■ OBJECTIVE ■
Pick up the forum thread on detecting whether an Arduino runs from USB or VIN power after its last sentence and continue it, leaving the data below it aside.
-- START DOCUMENT EXTRACT --
How to programatically determine if my Arduino is running from USB power or VIN?

Using Arduino Programming Questions
1

Please forgive me if I'm asking a Frequently Asked Question here. I've been googling and forum-searching for a while and I can't find the answer. If this is in a FAQ somewhere, I'd be grateful if someone could give me a link with the answer.

Background:
I am writing code for the Arduino Uno. It is driving a daughterboard of my own design, and the daughterboard contains some relays which require an external power voltage, so I must power the system using a 12v wall-wart with enough juice to drive the relays (the arduino itself is not strong enough to drive them). I am also using the USB connector on the arduino as a serial communication command/control line, connected to host pc at the same time. So the interesting thing about this project is that it will be connected to two different power sources at the same time to operate correctly. It is connected to the wall wart, and it is also connected to the host PC via USB.

The problem:
The end-user might plug in the USB cable without plugging in the external wall wart power supply. If they do that, the Arduino code will run fine, the LEDs will light up, but the relays will not switch. In other words, it will look like the device is only partially working.

My question:
Using the Arduino programming language running on the Arduino itself, how can I make my code behave differently depending on whether the arduino is getting its power from the USB cable, or getting its power from the power jack?

I want the code to do something like this:

if (ExternalPower == TRUE)
   {
    Serial.println("Arduino is correctly powered by an external power source.");
    TurnOnTheGreenLED();
    RunMainProgramCode();
   }
else
    {
      While (1)
          {
             Serial.println("ERROR: Arduino is not plugged into an external power source.");
             TurnOnTheRedLED();
             DoNothing();
          }
   }

If this can be done entirely in code without any special circuitry, then what is the technique?

If this requires some sort of special trick, such as connecting the VIN pin back to an analog input pin, and then reading that pin, then that would be an acceptable solution. However, I don't know just how to do that without blowing the Arduino. The external power supply is 12v 500ma, and I don't want to overload the Arduino. What would be the correct circuit to accomplish this? And what would the resulting code look like?

2

You can measure the current chip supply voltage using the internal ADC and 1.1v voltage reference.

I have found that when connected to the USB of my laptop I get 5.12v. When running on the wall wart through the internal voltage regulator I get 5.04v

The actual USB voltage may vary from computer to computer.

You can get the Vcc monitoring code here: Google Code Archive - Long-term storage for Google Code Project Hosting.

3

tfabris:
The external power supply is 12v 500ma, and I don't want to overload the Arduino. What would be the correct circuit to accomplish this? And what would the resulting code look like?

Run the Vin through two resistors as a voltage divider, that can bring the voltage down to an acceptable level. Then measure that through an analog pin.

eg.

That circuit would cut 12V down to 4V. Thus an analogRead would return (around) 819 (being 4/5 * 1024). But with only USB input it would be much lower.

void setup ()
{
  Serial.begin (115200);
}

void loop ()
{
  if (analogRead (A2) > 400)
    Serial.println ("12V connected");
  else
    Serial.println ("USB only");
    
   delay (1000);
}

(Actually Vin would be a bit less than 12V because of the protection diode but you would be able to easily tell the difference between the two).
-- END DOCUMENT EXTRACT --
-- START ENTRIES SHOWN --
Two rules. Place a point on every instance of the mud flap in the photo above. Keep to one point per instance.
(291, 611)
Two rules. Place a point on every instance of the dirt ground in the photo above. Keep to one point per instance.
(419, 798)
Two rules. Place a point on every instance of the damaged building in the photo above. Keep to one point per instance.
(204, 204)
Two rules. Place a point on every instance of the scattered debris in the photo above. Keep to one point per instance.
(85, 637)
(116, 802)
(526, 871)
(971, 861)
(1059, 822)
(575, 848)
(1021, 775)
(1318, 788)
-- END ENTRIES SHOWN --
■ SOLVED EXERCISE ■
4 
      While (1)

Change that to "while (test if power not connected)" so they can plug in the wall-wart and have it recover without having to reboot.

5

That would require hardware changes - the OP wants software only. The on-board regulator will give the same reading whatever the input voltage. Compare it to the 1.1v Vref, and if it is the voltage that the voltage regulator gives you then you are running on wall wart. If it's anything else, then you're on USB.

6

Thanks for the replies, Majenko and Nick! They are enlightening.

That would require hardware changes - the OP wants software only.

Actually, I'm fine with hardware changes, if there isn't a software-only method, or if the software-only method isn't 100 percent reliable.

The on-board regulator will give the same reading whatever the input voltage. Compare it to the 1.1v Vref, and if it is the voltage that the voltage regulator gives you then you are running on wall wart. If it's anything else, then you're on USB.

This is the technique you linked to higher up on the thread, correct? That's software-only, right? Is that technique reliable? For example, it will work no matter what the voltage of the adapter I have plugged in?

Change that to "while (test if power not connected)" so they can plug in the wall-wart and have it recover without having to reboot.

Ah yes, of course. :slight_smile:

I'm going to experiment with Majenko's software-only method first, since it requires the least amount of work. However, the voltage divider diagram you provided, Nick, is extremely useful and looks like it would be very likely to be of high reliability! So if I run into trouble with the software method, I'll try that instead. Thanks so much!

7

it will work no matter what the voltage of the adapter I have plugged in?

The on-board voltage regulator will always regulate to the same voltage - that is the point of it.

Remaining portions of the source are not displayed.